Triumphant return

Back on the mound, pitcher Jude Hiley stands tall

On a late February evening cold around the edges, Jude Hiley walked to the loneliest spot on earth. He made the trip quickly, despite the hitch in his gait.

Jude stood under the lights on a slightly elevated spot on the infield of Medlock Park’s field No. 6 in Decatur. When you are 12, no place on the planet is more remote than the pitcher’s mound.

Jude wound up, threw. The ump didn’t hesitate.

“Strike!”

The crowd — and, really, it was a crowd, 100 people or more standing in the dark to watch No. 9 make his triumphant return to the game — roared with delight.

Young Mr. Hiley would go on to throw 46 more pitches that night. Thirty were strikes. He left the mound to raucous applause. He had been to the loneliest place on earth, survived it and returned.

Last year, Jude’s life changed, irrevocably. How he handled that change — with wit and grit, with limitless levels of optimism — brought him back to the sport he loves. Heroes sometimes do walk with a limp.

“He can play with that leg, you know?” said teammate Blake Shelton about Jude. “He plays better with that leg than some other kids. He makes it look easy.”

2

‘Something’s wrong’

Jude’s trip to the mound that February evening capped a journey that started with a halting run on a base path, a worried text message and the word no parent wants to hear.

His parents, Gretchen and Pat, remember Jude running and suddenly favoring his right leg as he rounded first and tore toward second. That was in February 2017.

One of his teammates noticed, too. Go Jude, the boy yelled. Run faster!

And he tried. But something was wrong. Maybe he slid wrong and bruised his knee? Jude shrugged it off.

But the pain didn’t go away. When he headed to centerfield, sort of hobbling, his parents exchanged a look. Maybe it was time to call in the professionals?

> _WORK REQUEST A_:
In the article about Jude Hiley, where is the field where he pitched that February evening?
> _WORK REQUEST B_:
Shorten the paragraph of the article about Jude Hiley that begins "His parents, Gretchen and Pat," keeping its main facts.
> _WORK REQUEST C_:
Carry on the article about Jude Hiley from the point where it stops.

Dataset items
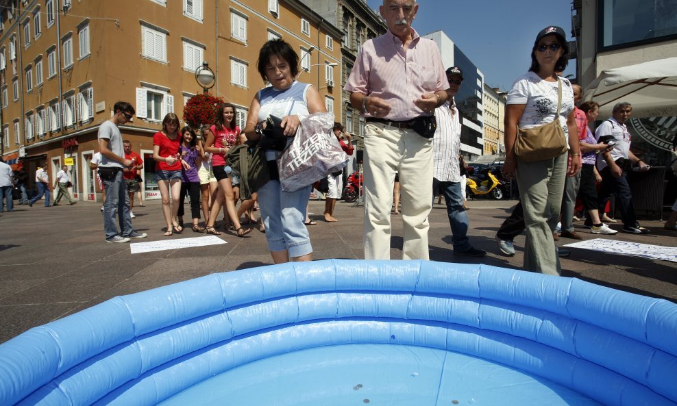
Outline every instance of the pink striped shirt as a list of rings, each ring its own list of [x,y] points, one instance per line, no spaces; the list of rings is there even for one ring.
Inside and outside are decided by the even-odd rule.
[[[390,31],[365,42],[343,88],[389,103],[389,120],[404,121],[428,115],[414,101],[426,93],[449,88],[437,45],[410,29],[413,39],[406,50]]]

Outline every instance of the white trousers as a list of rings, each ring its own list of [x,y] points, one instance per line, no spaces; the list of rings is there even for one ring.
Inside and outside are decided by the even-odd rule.
[[[365,133],[365,259],[390,259],[395,171],[402,199],[402,259],[429,259],[432,140],[378,123],[367,123]]]

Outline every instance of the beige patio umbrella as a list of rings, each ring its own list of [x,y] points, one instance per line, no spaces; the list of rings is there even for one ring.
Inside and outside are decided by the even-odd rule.
[[[614,105],[632,105],[632,117],[677,116],[677,58],[602,71],[586,88],[584,100],[600,103],[600,117]]]

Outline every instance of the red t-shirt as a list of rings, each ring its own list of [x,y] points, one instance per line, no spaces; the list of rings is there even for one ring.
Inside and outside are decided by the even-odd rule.
[[[232,147],[237,144],[238,137],[240,136],[240,127],[235,126],[235,129],[232,129],[224,127],[222,130],[217,130],[216,125],[210,127],[212,134],[214,134],[214,147],[225,148]],[[227,153],[214,153],[212,155],[212,166],[225,166],[225,155]]]
[[[143,165],[143,161],[141,160],[141,156],[133,151],[128,154],[125,153],[125,159],[134,161],[134,164],[132,164],[134,166],[134,169],[132,170],[125,170],[123,172],[122,176],[127,179],[134,179],[134,177],[136,176],[136,166],[138,165]]]
[[[160,151],[158,155],[163,158],[173,156],[177,157],[176,154],[179,153],[179,147],[181,146],[181,134],[176,137],[175,140],[170,140],[162,131],[158,131],[153,136],[153,145],[159,145]],[[173,165],[167,165],[164,161],[158,161],[155,164],[155,170],[181,170],[181,161],[177,161]]]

> _EXERCISE ANSWER A_:
Medlock Park's field No. 6 in Decatur.

> _EXERCISE ANSWER B_:
In February 2017, Jude's parents, Gretchen and Pat, saw him suddenly favor his right leg as he ran from first base toward second.

> _EXERCISE ANSWER C_:
A few days later, Gretchen packed the youngest of her three children in the family hauler and took him to Emory Orthopaedics & Spine Center for a closer look. There, specialists X-rayed his knee. The image showed something over his joint. It resembled a thunder cloud, ominous and hovering.

Pat recalls the text. He was watching Joseph, his oldest son, play baseball for Druid Hills High. He kept a close watch on his cellphone, too. Gretchen would be in touch.

The text signal pinged: Something’s wrong! his wife wrote.

Moments later, another ping. Can you please come home.

Later that day, Pat and Gretchen sat in an upstairs bedroom, their phone set on speaker mode. The voice on the other end told the Hileys Jude had osteosarcoma — “cancer,” the caller said.

Cancer. Cancer. That ominous something over Jude’s knee would not go away. It was a tumor and would have to be cut out.

His parents were speechless and horrified. Jude was their perpetual-motion machine, the youngster who’d worn base paths in the backyard of their old home, the kid who’d thrown a perfect spiral the first time he tossed a football.

“I was just stunned,” said Gretchen.

“Cancer,” said Pat, “is a pretty big word.”

Coach Rett Adams (right) instructs Jude during a game at Rehoboth Baptist Church.

3

Surprising solution

When he learned about the cancer, Jude hardly blinked.

OK, he said, what’s next?

There would be chemotherapy. He’d lose his hair. For Jude, that was acceptable. The bigger concern was his knee. He’d lose it, too. That raised the question: What could he do to get back on the field?

Physicians reviewed the patient’s history — young, athletic, a supportive family. Perhaps rotationplasty would be best?

It’s the sort of surgery that is the stuff of science fiction. Emory physicians would remove his knee, the site of that cancerous tumor. They would take out part of his femur, or upper leg bone, too. But they would save the ankle joint and foot. In an operation that would stretch over hours, they would reattach the foot where his knee had been.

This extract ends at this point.